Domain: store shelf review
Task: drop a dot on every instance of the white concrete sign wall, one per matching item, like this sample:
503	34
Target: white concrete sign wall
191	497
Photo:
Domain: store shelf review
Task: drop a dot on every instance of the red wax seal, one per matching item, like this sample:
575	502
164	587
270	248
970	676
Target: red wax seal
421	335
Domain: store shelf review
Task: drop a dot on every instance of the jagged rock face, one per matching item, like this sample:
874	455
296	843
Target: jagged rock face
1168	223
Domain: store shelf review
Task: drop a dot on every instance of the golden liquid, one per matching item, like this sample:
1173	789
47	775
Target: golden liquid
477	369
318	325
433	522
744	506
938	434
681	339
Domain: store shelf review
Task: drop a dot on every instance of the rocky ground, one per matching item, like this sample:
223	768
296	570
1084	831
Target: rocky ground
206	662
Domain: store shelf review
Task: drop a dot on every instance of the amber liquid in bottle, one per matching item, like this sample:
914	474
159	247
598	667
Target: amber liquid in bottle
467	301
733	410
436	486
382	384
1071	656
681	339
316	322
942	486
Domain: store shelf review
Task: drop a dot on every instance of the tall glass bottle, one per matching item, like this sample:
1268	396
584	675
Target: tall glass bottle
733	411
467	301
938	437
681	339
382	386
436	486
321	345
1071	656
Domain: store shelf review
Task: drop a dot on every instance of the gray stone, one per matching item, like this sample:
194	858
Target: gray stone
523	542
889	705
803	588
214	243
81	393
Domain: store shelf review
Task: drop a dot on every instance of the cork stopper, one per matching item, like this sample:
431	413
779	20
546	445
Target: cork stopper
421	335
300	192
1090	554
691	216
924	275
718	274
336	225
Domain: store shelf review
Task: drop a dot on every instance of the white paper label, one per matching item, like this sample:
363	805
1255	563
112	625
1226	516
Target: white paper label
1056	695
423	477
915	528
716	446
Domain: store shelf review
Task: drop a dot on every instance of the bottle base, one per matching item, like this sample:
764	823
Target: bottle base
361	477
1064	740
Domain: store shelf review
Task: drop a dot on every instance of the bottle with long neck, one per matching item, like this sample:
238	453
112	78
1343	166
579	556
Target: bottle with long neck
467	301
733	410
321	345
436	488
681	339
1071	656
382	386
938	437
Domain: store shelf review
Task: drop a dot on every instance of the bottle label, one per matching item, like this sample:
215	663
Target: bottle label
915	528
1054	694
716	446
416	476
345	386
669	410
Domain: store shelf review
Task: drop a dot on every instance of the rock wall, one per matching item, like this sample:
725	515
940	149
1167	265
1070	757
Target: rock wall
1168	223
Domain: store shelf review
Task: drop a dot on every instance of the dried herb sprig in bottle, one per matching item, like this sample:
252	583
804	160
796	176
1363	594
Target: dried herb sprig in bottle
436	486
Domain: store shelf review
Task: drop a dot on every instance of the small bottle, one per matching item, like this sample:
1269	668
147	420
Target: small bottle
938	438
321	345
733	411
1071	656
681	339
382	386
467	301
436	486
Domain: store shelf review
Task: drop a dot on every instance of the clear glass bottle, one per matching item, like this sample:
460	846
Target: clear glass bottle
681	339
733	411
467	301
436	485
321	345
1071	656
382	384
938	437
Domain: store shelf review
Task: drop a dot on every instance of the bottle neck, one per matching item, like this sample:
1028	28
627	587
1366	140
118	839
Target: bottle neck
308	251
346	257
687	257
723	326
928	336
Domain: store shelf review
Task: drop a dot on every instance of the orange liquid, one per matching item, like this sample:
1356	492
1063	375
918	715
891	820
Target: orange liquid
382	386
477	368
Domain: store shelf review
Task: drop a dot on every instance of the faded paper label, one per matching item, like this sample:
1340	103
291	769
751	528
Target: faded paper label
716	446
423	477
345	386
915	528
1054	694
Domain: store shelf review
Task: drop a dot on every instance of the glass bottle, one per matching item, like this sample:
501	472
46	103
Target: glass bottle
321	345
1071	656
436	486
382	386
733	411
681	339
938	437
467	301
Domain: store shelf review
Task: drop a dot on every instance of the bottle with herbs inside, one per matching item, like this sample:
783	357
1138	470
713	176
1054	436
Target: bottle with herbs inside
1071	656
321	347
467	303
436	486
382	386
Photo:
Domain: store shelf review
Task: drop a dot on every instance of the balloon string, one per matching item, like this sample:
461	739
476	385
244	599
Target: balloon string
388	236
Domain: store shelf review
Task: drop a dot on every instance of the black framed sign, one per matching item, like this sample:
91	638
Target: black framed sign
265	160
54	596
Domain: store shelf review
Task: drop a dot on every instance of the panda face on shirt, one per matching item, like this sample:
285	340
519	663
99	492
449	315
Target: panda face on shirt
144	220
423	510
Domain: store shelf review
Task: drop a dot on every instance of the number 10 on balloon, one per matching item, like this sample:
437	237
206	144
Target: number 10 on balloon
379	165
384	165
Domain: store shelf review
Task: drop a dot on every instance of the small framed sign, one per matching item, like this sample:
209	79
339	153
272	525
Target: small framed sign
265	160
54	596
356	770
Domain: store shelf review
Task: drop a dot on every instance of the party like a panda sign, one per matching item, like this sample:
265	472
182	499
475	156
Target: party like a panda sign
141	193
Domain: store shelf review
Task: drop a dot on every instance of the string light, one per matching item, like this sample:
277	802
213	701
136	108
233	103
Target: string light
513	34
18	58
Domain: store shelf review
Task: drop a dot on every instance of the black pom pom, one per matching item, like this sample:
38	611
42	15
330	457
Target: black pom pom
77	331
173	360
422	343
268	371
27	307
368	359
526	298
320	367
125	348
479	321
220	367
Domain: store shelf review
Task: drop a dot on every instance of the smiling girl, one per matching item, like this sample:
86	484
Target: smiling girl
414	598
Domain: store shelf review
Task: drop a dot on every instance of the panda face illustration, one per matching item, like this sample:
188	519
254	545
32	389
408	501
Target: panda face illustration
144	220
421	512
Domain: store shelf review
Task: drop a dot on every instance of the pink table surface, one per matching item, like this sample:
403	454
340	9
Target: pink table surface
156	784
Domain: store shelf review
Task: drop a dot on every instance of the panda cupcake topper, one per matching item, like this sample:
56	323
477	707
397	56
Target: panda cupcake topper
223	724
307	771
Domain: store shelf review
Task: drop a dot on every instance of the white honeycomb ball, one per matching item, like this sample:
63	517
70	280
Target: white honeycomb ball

= Exercise instructions =
Copy out the whole listing, exactly as written.

= Answer in full =
Domain: store shelf review
Task: drop a dot on every instance of the white concrete sign wall, one per matching item, like this sample:
503	34
Target: white concrete sign wall
191	497
Photo:
Domain: store shelf review
Task: drop a dot on every instance of the red wax seal, one per matching item, like this sample:
575	502
164	587
270	248
970	676
Target: red wax seal
421	335
Domain: store shelf review
Task: drop a dot on every instance of the jagged rock face, one per matching item, like this sample:
874	455
296	843
Target: jagged rock face
1168	223
Domain: store shelf review
Task: drop a dot on every instance of the golden liquid, one per matching item, like this sample:
1173	789
47	775
Target: golden liquid
477	369
318	325
433	522
744	506
938	434
681	339
Domain: store shelf review
Task: drop a dot on every instance of the rocky ground, one per matching item, like this sample:
223	768
296	570
1084	831
Target: rocky ground
206	662
Domain: store shelf review
Task: drop a dot on every instance of the amber liquid in bottle, one per matching item, like this sample:
914	474
159	247
598	667
Target: amber liquid in bottle
467	301
733	410
436	486
382	384
1071	656
681	339
316	322
942	486
Domain: store shelf review
Task: drop a dot on every instance of the tall glass bottle, one per matching item, like this sample:
1268	396
584	675
Target: tall glass bottle
733	411
467	301
938	437
681	339
382	386
436	486
321	345
1071	656
Domain: store shelf review
Task: drop a dot on every instance of the gray stone, one per matching item, like this sample:
194	858
Target: gray stone
523	542
889	705
803	588
214	243
81	393
Domain: store shelf review
Task: drop a dot on every instance of the cork stopper, one per matching item, like this sample:
431	413
779	20
546	445
Target: cork stopper
421	335
300	192
1090	554
691	216
924	275
718	274
336	225
Domain: store shelf review
Task: drop a dot on every instance of the white paper label, one per matching item, like this sample:
363	805
1255	563
112	625
1226	516
Target: white paper label
1056	695
423	477
915	528
716	446
Domain: store shelf review
Task: drop a dot on every instance of the bottle base, one per matching item, like this sample:
764	823
Target: bottle base
361	477
1064	740
Domain: store shelf review
Task: drop a dot on every instance of the bottle with long neck, one per matching item, like this sample:
238	453
112	78
1343	166
579	556
Target: bottle with long neck
467	301
733	410
321	345
436	488
681	339
1071	656
382	386
938	437
Domain: store shelf review
Task: drop a dot on every instance of the bottle label, one per matching item, like this sample:
215	663
Target: bottle label
915	528
1054	694
716	446
416	476
345	386
669	410
Domain: store shelf review
Task: drop a dot on every instance of the rock wall, one per matching item, like this sample:
725	515
940	149
1167	265
1070	757
Target: rock wall
1168	223
Domain: store shelf review
Task: drop a dot on every instance of the dried herb sprig in bottle, one per matching item, like this sample:
252	583
804	160
796	176
1363	594
Target: dried herb sprig in bottle
436	486
Domain: store shelf review
Task: drop a dot on every instance of the small bottle, one per matching item, like this sample:
1269	668
147	420
Target: small bottle
938	438
321	345
733	411
1071	656
681	339
382	386
467	301
436	486
Domain: store shelf review
Task: drop a dot on every instance of the clear glass bottle, one per matching item, like this sample:
460	846
Target: clear glass bottle
681	339
733	411
467	301
436	485
321	345
1071	656
382	384
938	437
Domain: store shelf review
Task: drop a dot on every instance of the bottle neck, one per matching item, like this sample:
1028	28
627	587
1366	140
118	839
Target: bottle neck
308	251
346	257
687	257
723	326
928	336
Domain: store shelf review
Task: drop a dot on every instance of the orange liquid, one per matching item, like this sample:
1356	492
1063	375
918	715
891	820
Target: orange liquid
382	386
477	368
Domain: store shelf review
Task: drop a dot on every instance of the faded paper label, one per matching item, like this sample:
1340	103
291	769
751	528
Target: faded paper label
716	446
423	477
345	386
915	528
1054	694
Domain: store shelf review
Task: drop a dot on every instance of the glass bottle, one per matching item, like this sample:
501	472
46	103
Target: glass bottle
321	345
1071	656
436	486
382	386
733	411
681	339
938	437
467	301
Domain: store shelf review
Task: drop a dot on every instance of the bottle with herbs inside, one per matching item, like this sample:
783	357
1138	470
713	176
1054	436
Target: bottle with herbs inside
1071	656
321	347
467	303
436	486
382	386
Photo:
Domain: store shelf review
Task: drop a dot on every instance of the balloon string, one per matching item, like this sample:
461	739
476	385
244	599
Target: balloon string
388	236
Domain: store shelf review
Task: drop a dot on every instance of the black framed sign, one per matching item, like this sample:
91	638
Target: black framed sign
265	160
54	596
Domain: store shelf review
Task: drop a dot on every instance of the panda face on shirt, one per matching item, like this sample:
285	340
519	663
99	492
449	315
Target: panda face on shirt
144	220
423	510
Domain: store shelf review
Task: drop a dot on every instance of the number 10 on balloon, one per matching item, like this sample:
437	237
206	144
Target: number 10 on balloon
379	165
384	165
Domain: store shelf review
Task: drop a dot on every instance of the small framed sign, one per matching item, like this sample:
209	79
339	153
272	525
Target: small framed sign
265	160
54	596
356	770
Domain: store shelf review
Task: drop a dot on every instance of the party like a panda sign, one per matching item, like this sample:
265	472
182	499
475	156
Target: party like a panda sign
141	193
Domain: store shelf review
Task: drop a dot on every instance of the string light, one per matching item, like this sample:
277	802
213	701
136	108
233	103
Target: string light
513	34
18	58
Domain: store shelf review
Task: drop a dot on every instance of the black pom pom, one per matching item, like this sample:
38	611
42	15
330	457
Target: black pom pom
77	331
173	360
422	343
268	371
27	307
368	359
526	298
320	367
125	348
479	321
220	367
Domain: store shelf review
Task: drop a dot on every instance of the smiling girl, one per matching item, like this sample:
86	484
Target: smiling girl
414	598
Domain: store shelf review
Task: drop a dot on every instance of the panda face illustration, one per matching item, like this sample:
188	519
254	545
32	389
408	501
Target: panda face illustration
144	220
421	512
Domain: store shelf review
Task: drop a dot on every instance of the pink table surface, one per matching item, like this sample:
403	454
340	9
Target: pink table surface
156	784
Domain: store shelf review
Task: drop a dot on every instance of the panda cupcake topper, one per matching item, like this sample:
56	323
477	707
397	56
Target: panda cupcake topper
223	724
307	771
Domain: store shelf review
Task: drop a dot on every instance of the white honeycomb ball, one per matching item, like this sample:
63	517
70	280
Target: white honeycomb ball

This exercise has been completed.